WHAT YOU NEED TO DO
Rewrite the records from the start through the line containing "POLYGON ((23 144, 20", changing "noun phrase" to "descriptive phrase" and leaving everything else untouched.

(Region segmentation data)
◇ ◇ ◇ ◇ ◇

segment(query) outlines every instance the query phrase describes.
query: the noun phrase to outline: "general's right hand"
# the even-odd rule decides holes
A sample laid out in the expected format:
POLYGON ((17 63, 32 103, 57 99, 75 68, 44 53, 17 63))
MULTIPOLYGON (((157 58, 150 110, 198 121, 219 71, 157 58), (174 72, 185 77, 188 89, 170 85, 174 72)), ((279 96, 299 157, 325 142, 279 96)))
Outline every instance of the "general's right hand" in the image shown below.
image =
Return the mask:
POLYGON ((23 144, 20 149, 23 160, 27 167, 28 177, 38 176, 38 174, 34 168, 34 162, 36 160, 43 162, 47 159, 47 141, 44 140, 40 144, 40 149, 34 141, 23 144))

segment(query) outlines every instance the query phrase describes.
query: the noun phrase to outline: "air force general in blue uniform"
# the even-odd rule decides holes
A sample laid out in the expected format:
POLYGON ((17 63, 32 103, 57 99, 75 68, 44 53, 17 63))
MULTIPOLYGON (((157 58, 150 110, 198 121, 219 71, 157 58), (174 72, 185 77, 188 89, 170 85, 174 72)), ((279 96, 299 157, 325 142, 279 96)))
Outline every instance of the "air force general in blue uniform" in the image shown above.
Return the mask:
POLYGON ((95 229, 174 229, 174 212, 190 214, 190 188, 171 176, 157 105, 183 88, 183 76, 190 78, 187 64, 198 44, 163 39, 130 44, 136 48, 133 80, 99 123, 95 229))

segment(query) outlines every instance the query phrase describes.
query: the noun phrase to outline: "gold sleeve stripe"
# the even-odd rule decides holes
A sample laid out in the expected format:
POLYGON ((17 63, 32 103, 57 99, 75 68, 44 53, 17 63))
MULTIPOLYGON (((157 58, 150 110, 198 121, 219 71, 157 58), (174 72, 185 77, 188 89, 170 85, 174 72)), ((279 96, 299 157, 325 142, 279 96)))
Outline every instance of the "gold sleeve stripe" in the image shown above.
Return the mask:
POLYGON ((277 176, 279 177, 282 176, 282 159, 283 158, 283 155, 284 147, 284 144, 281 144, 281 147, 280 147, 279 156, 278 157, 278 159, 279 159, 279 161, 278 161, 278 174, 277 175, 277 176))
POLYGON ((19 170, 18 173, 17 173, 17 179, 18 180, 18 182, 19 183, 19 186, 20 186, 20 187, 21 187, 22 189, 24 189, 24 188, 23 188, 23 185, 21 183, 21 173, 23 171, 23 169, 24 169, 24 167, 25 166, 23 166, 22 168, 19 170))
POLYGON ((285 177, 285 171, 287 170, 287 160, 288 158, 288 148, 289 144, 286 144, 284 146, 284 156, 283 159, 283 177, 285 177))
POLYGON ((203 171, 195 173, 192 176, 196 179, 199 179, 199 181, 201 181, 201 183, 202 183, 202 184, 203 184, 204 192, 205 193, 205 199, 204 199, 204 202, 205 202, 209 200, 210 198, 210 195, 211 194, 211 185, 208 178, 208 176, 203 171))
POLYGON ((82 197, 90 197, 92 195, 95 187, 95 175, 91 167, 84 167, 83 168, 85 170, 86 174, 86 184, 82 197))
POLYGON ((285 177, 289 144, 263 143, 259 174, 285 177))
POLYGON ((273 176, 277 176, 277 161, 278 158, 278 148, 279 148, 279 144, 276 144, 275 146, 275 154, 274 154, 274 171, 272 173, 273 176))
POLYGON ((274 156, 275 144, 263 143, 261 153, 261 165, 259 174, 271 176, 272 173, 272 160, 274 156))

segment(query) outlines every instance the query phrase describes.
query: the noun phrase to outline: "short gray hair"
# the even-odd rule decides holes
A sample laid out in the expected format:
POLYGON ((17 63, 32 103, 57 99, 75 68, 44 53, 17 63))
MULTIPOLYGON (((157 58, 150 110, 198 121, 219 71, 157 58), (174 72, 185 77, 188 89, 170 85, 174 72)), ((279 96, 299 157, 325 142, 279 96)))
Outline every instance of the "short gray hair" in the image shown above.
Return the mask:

◇ ◇ ◇ ◇ ◇

ANSWER TO THIS EXERCISE
segment(query) outlines every instance the query phrase describes.
query: the descriptive phrase to outline: "general's right hand"
# the even-odd rule decides holes
A sample laid out in the expected format:
POLYGON ((17 63, 32 103, 57 99, 75 68, 44 53, 17 63))
MULTIPOLYGON (((157 58, 150 110, 198 121, 219 71, 157 58), (174 72, 185 77, 188 89, 170 85, 174 72)), ((279 96, 299 157, 325 142, 279 96)))
Outline every instance of the "general's right hand" in the image shown below.
image =
Return the mask:
POLYGON ((23 144, 20 149, 23 160, 27 167, 28 177, 38 176, 38 174, 34 168, 34 162, 36 160, 43 162, 47 159, 47 141, 44 140, 40 144, 40 149, 34 141, 23 144))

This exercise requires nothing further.